» **Problem**
Copy out the data below word for word, keeping every line as it stands.

Data drawn from a source
──────────

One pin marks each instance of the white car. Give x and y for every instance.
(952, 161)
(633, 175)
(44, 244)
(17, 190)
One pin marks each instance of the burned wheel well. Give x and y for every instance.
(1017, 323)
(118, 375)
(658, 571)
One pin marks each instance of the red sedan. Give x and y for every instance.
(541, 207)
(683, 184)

──────────

» **Correct response**
One pin marks each instance of the white car. Give x and y for every instance.
(952, 161)
(633, 175)
(44, 244)
(17, 190)
One pin marks each instance of the burned wheel well. Give x and y for every instance.
(1017, 323)
(118, 375)
(658, 571)
One pin marks each instance of the red sedan. Give x and y for every instance.
(541, 207)
(683, 184)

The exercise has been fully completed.